**Given information**:

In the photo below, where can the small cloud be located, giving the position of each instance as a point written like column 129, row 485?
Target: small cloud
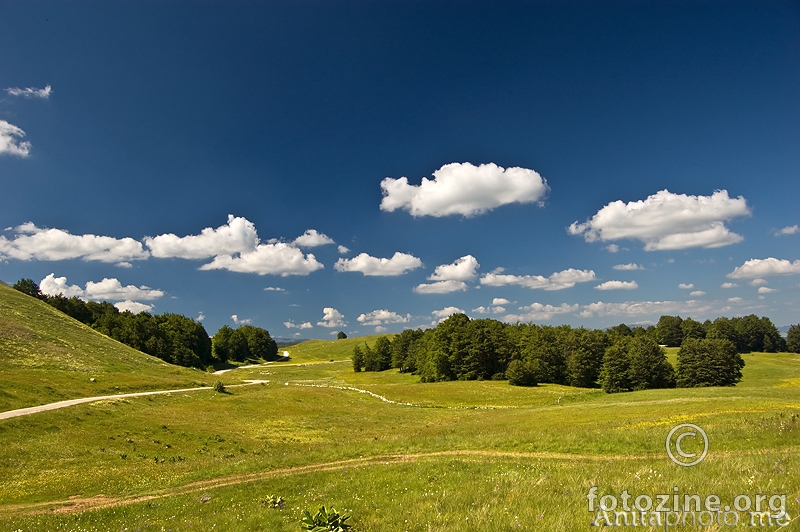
column 398, row 264
column 134, row 307
column 628, row 267
column 440, row 287
column 758, row 268
column 789, row 230
column 618, row 285
column 31, row 92
column 311, row 238
column 446, row 313
column 381, row 317
column 465, row 189
column 331, row 318
column 291, row 325
column 243, row 321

**Given request**: Put the entries into a two-column CSV headed text and answer, with one row per entry. Wrap each field in quotes, turn line breaks into spaces, and leave out the pictures.

**Response to the task**:
text,answer
"In the photo below, where can the small cloud be located, giving the position of each instance as a point written like column 129, row 485? Target: small cloud","column 398, row 264 column 134, row 307 column 628, row 267 column 440, row 287 column 758, row 268 column 789, row 230 column 618, row 285 column 31, row 92 column 311, row 238 column 446, row 313 column 381, row 317 column 465, row 189 column 331, row 318 column 291, row 325 column 243, row 321"